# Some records
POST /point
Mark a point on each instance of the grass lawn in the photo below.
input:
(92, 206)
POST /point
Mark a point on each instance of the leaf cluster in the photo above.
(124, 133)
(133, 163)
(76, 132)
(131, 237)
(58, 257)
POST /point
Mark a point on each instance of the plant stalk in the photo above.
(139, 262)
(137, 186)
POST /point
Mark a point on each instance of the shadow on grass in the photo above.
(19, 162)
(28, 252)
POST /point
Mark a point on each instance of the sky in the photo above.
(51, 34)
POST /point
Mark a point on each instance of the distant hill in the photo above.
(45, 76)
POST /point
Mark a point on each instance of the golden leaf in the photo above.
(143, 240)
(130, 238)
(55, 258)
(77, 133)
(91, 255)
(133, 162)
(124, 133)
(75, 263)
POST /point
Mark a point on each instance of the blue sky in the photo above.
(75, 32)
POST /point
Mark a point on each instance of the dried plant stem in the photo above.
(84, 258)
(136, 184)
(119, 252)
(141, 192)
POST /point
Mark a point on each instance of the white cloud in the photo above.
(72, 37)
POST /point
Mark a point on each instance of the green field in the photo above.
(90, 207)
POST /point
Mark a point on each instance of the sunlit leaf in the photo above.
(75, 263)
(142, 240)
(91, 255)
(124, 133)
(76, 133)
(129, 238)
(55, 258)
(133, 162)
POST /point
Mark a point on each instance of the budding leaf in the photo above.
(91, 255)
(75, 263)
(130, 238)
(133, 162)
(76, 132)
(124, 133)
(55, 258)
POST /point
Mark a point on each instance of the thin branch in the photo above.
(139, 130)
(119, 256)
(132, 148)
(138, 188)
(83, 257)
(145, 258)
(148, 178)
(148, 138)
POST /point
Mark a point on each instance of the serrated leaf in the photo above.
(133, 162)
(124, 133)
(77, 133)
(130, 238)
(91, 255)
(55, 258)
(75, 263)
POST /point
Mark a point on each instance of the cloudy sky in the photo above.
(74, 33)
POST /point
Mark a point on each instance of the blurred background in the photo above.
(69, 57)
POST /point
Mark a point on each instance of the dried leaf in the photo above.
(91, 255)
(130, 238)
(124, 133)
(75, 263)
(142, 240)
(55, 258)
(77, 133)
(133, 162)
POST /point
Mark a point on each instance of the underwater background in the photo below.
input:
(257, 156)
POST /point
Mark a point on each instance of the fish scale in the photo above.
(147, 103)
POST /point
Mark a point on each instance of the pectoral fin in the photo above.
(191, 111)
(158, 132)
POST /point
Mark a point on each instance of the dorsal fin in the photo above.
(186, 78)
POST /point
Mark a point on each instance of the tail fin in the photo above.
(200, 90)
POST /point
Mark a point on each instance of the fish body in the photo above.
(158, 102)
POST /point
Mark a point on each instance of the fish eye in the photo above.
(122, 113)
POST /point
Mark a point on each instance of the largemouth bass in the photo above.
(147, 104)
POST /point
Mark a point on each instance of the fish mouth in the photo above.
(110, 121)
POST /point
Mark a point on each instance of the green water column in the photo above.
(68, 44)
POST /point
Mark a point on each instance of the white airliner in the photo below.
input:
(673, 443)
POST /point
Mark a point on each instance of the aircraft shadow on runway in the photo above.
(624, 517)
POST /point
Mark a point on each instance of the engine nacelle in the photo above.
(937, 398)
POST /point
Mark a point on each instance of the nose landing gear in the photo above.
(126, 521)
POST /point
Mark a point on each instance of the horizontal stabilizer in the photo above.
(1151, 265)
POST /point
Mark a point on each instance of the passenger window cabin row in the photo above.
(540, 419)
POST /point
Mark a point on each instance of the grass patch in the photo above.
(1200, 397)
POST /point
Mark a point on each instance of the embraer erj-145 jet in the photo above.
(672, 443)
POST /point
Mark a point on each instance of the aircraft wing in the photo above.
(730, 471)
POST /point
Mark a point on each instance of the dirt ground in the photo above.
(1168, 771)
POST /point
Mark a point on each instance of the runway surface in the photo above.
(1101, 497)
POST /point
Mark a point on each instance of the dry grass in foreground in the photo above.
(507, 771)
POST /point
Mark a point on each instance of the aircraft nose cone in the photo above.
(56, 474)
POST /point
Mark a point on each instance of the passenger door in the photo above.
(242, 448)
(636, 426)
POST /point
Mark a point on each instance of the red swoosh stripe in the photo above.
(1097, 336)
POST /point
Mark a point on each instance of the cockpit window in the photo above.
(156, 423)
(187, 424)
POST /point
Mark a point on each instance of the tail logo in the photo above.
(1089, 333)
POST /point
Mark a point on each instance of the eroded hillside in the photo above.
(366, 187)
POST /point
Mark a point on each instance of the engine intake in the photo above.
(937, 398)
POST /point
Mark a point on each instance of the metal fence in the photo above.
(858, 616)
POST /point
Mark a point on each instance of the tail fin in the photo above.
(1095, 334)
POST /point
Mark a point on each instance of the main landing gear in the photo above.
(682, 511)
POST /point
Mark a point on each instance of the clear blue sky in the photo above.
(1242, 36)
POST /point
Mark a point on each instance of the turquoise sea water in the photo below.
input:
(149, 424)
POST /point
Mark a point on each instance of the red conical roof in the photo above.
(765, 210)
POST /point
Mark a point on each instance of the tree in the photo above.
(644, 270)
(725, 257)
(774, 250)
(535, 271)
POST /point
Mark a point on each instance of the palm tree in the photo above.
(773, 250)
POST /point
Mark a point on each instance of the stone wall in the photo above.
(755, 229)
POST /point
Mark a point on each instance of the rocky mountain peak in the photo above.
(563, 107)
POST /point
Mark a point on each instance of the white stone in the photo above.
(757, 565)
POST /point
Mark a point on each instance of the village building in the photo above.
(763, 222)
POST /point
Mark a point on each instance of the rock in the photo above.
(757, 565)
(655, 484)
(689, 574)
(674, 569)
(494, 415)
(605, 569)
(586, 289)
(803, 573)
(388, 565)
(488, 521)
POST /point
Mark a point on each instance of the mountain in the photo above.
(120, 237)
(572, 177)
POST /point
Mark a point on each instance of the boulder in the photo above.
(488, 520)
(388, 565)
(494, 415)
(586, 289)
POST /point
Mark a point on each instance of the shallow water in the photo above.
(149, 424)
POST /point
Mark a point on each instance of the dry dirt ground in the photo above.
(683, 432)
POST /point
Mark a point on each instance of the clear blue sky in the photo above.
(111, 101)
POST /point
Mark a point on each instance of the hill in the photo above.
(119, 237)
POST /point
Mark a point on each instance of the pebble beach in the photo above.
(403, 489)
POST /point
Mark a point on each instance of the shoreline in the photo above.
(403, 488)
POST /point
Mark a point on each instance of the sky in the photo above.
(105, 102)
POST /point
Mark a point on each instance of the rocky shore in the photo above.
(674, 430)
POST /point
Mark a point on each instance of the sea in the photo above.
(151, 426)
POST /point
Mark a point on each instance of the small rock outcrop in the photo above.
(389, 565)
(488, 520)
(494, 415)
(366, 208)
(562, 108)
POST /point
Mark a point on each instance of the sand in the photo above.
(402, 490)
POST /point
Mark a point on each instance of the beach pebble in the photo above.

# Problem details
Write the listing out again, exactly as it reads.

# Task output
POST /point
Mark a point on each instance of the grass lawn in the photo below.
input:
(92, 206)
POST /point
Mark a point on each instance of the leaf cluster in the photo above.
(124, 133)
(133, 163)
(76, 132)
(131, 237)
(58, 257)
POST /point
Mark a point on each instance of the plant stalk in the photo above.
(139, 262)
(137, 186)
POST /point
Mark a point on each instance of the shadow on grass in the photo above.
(19, 162)
(28, 252)
POST /point
Mark a point on each instance of the sky in the photo above.
(51, 34)
POST /point
Mark a point on each instance of the distant hill in the photo above.
(45, 76)
POST /point
Mark a point on each instance of the golden leaf in the photo above.
(143, 240)
(130, 238)
(55, 258)
(77, 133)
(91, 255)
(133, 162)
(124, 133)
(75, 263)
POST /point
Mark a point on each instance of the blue sky in the photo above.
(75, 32)
POST /point
Mark a point on each instance of the dried plant stem in the photo above.
(84, 258)
(136, 184)
(119, 252)
(141, 192)
POST /point
Mark a point on each instance of the white cloud in the photo above.
(72, 37)
POST /point
Mark a point on each instance of the green field in the photo above.
(90, 207)
POST /point
Mark a point on each instance of the sunlit leaf in the photo above.
(75, 263)
(142, 240)
(91, 255)
(124, 133)
(76, 133)
(129, 238)
(55, 258)
(133, 162)
POST /point
Mark a point on each instance of the budding leaf in the photo above.
(91, 255)
(75, 263)
(130, 238)
(133, 162)
(76, 132)
(124, 133)
(55, 258)
POST /point
Mark a point on each instance of the thin branch in the photo above.
(139, 130)
(119, 256)
(132, 148)
(138, 188)
(83, 257)
(145, 258)
(148, 178)
(148, 138)
POST /point
Mark a point on each instance of the serrated leaf in the photo above.
(133, 162)
(124, 133)
(77, 133)
(130, 238)
(91, 255)
(55, 258)
(75, 263)
POST /point
Mark a point on each instance of the cloudy sky in the photo above.
(74, 33)
POST /point
Mark a point on each instance of the blurred background in the photo above.
(69, 57)
POST /point
Mark a point on each instance of the dried leaf in the photo above.
(91, 255)
(130, 238)
(124, 133)
(75, 263)
(142, 240)
(55, 258)
(77, 133)
(133, 162)
POST /point
Mark a point on each instance of the underwater background in the photo below.
input:
(257, 156)
POST /point
Mark a point on each instance of the fish scale in the photo above.
(147, 103)
POST /point
Mark a point on each instance of the pectoral fin in the photo above.
(191, 111)
(158, 132)
POST /point
Mark a point on each instance of the dorsal fin in the photo above.
(186, 78)
POST /point
Mark a point on each instance of the tail fin in the photo above.
(200, 90)
POST /point
Mark a point on each instance of the fish body in the photo above.
(158, 102)
POST /point
Mark a point on each instance of the fish eye in the photo above.
(122, 113)
POST /point
Mark a point on each instance of the largemouth bass in the photo above.
(147, 104)
POST /point
Mark a point on each instance of the fish mouth in the photo above.
(110, 121)
POST /point
Mark a point on each instance of the green water column in the photo above.
(68, 44)
POST /point
Mark a point on each instance of the white airliner in the photo below.
input:
(673, 443)
POST /point
Mark a point on each instance of the aircraft shadow on runway in the photo above.
(624, 517)
POST /point
Mark a point on each instance of the engine nacelle in the photo above.
(937, 398)
POST /point
Mark a point on each instance of the nose landing gear in the photo above.
(126, 521)
POST /point
Mark a point on each instance of the horizontal stabilizer in the photo above.
(1151, 265)
POST /point
Mark a point on each instance of the passenger window cabin row in the photo above.
(540, 419)
POST /point
Mark a point on each instance of the grass patch in the photo above.
(1200, 397)
POST /point
Mark a point on each instance of the embraer erj-145 jet in the photo above.
(672, 443)
POST /point
Mark a point on each instance of the aircraft wing in the photo above.
(730, 471)
POST /point
Mark a point on each instance of the dirt ground in the photo above.
(1168, 771)
POST /point
Mark a point on each instance of the runway surface in the photo above.
(1101, 497)
POST /point
Mark a point on each instance of the dry grass in foreground in the photo above.
(507, 771)
POST /point
Mark a point on each instance of the aircraft nose cone in the photo above.
(56, 474)
POST /point
Mark a point on each instance of the passenger door in the photo above.
(242, 448)
(636, 426)
POST /point
Mark a point on each instance of the red swoosh stripe in the photo above.
(1097, 336)
POST /point
Mark a point on each instance of the cockpit window in the photo above.
(156, 423)
(187, 424)
POST /point
Mark a point on each instance of the tail logo in the photo above.
(1089, 333)
POST /point
Mark a point on each instance of the eroded hillside in the photo above.
(366, 187)
POST /point
Mark a point on each instance of the engine intake in the photo above.
(937, 398)
POST /point
Mark a point on each instance of the metal fence in the photo above.
(858, 616)
POST /point
Mark a point on each instance of the tail fin in the photo above.
(1095, 334)
POST /point
Mark a point on each instance of the main landing gear in the photo above.
(682, 511)
POST /point
Mark a point on each instance of the clear blue sky in the photo above.
(1242, 36)
POST /point
Mark a point on each instance of the turquoise sea water in the photo below.
input:
(149, 424)
POST /point
Mark a point on each instance of the red conical roof in the photo above.
(765, 210)
POST /point
Mark a point on each instance of the tree in the photo above.
(644, 270)
(725, 257)
(774, 250)
(535, 271)
POST /point
Mark a point on each instance of the palm tree in the photo above.
(773, 250)
POST /point
Mark a point on each instance of the stone wall in the photo above.
(755, 229)
POST /point
Mark a point on each instance of the rocky mountain peak in the photo above.
(563, 107)
POST /point
Mark a point on each instance of the white stone in the photo above.
(757, 565)
POST /point
Mark a point on each instance of the village building in the photo above.
(763, 222)
POST /point
Mark a point on each instance of the rock in the photo above.
(757, 565)
(655, 484)
(689, 574)
(674, 569)
(494, 415)
(605, 569)
(586, 289)
(803, 573)
(388, 565)
(488, 521)
POST /point
Mark a point on each instance of the mountain in the photo above.
(120, 237)
(572, 177)
POST /point
Mark a point on each instance of the boulder in the photo above.
(488, 520)
(388, 565)
(494, 415)
(586, 289)
POST /point
Mark a point on each instance of the shallow water in the photo above.
(149, 424)
POST /point
Mark a point on each instance of the dry dirt ground in the photo above.
(683, 432)
POST /point
Mark a point on each instance of the clear blue sky in the photo above.
(111, 101)
POST /point
Mark a point on each instance of the hill in the photo above.
(119, 237)
POST /point
Mark a point on each instance of the pebble beach in the photo above.
(403, 489)
POST /point
Mark a point on each instance of the shoreline in the photo above.
(403, 488)
POST /point
Mark a point on each instance of the sky in the photo above.
(105, 102)
POST /point
Mark a point on each instance of the rocky shore in the photo above.
(674, 430)
POST /point
Mark a point on each instance of the sea in the photo above.
(151, 426)
POST /point
Mark a point on each instance of the small rock outcrop in the photo above.
(389, 565)
(488, 520)
(494, 415)
(366, 208)
(562, 108)
POST /point
Mark a point on each instance of the sand in the photo above.
(402, 490)
POST /point
Mark a point on each instance of the beach pebble in the photo above.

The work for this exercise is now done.